## Begin Records for the task

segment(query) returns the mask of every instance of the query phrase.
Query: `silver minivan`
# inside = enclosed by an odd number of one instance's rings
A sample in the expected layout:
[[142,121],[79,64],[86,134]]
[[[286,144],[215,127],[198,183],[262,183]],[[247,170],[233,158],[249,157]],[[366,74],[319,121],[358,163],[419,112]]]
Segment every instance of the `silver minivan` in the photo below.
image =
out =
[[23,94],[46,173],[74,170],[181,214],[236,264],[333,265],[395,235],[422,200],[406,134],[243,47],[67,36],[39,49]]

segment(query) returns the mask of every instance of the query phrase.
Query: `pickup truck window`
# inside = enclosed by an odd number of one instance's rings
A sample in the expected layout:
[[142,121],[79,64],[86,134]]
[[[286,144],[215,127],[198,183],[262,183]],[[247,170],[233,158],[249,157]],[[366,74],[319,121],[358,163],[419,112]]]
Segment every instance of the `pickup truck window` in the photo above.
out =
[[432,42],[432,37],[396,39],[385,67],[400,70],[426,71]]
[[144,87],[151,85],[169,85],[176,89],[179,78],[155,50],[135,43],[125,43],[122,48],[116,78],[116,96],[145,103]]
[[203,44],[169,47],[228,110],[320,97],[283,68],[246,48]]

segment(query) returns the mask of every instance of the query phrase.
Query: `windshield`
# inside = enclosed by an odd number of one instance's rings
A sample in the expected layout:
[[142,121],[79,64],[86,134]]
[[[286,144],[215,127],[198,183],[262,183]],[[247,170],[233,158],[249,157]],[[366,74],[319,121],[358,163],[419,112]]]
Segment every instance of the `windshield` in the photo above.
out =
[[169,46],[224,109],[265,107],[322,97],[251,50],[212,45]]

## End Records for the task

• What the exercise asks
Starting at the first line of the records and ending at the line that contains "[[203,44],[169,47],[228,110],[320,97],[283,68],[246,48]]", lay out every line as a Markdown table with a Row column for the row number and a Line column for the line itself. Leave out blank lines.

• Result for this exercise
| Row | Line |
|---|---|
| 1 | segment(query) returns the mask of every instance of the query phrase. |
| 2 | Query: `silver minivan` |
| 3 | # inside = enclosed by an odd number of one instance's rings |
| 4 | A sample in the expected layout: |
| 5 | [[142,121],[79,64],[86,134]] |
| 6 | [[[286,144],[215,127],[198,183],[262,183]],[[247,170],[233,158],[249,157]],[[366,74],[319,121],[358,163],[419,112]]] |
| 7 | Segment every instance of the `silver minivan` in the photo below. |
| 8 | image = |
| 9 | out = |
| 10 | [[23,94],[46,173],[74,170],[181,214],[236,264],[333,265],[395,235],[422,200],[406,134],[243,47],[67,36],[39,49]] |
| 11 | segment(query) returns the mask of every instance of the query phrase. |
| 12 | Query: `pickup truck window` |
| 13 | # inside = enclosed by an odd number of one instance's rings |
| 14 | A sample in the expected layout: |
| 15 | [[142,121],[79,64],[86,134]] |
| 16 | [[[286,144],[215,127],[198,183],[262,183]],[[247,170],[233,158],[249,157]],[[366,74],[319,121],[358,163],[419,112]]] |
| 17 | Segment every instance of the `pickup truck window` in the photo above. |
| 18 | out = |
| 19 | [[432,42],[432,37],[396,39],[385,67],[400,70],[426,71]] |
| 20 | [[144,87],[151,85],[169,85],[176,89],[179,78],[155,50],[135,43],[125,43],[122,48],[116,78],[116,96],[145,103]] |
| 21 | [[203,44],[169,47],[228,110],[320,97],[283,68],[246,48]] |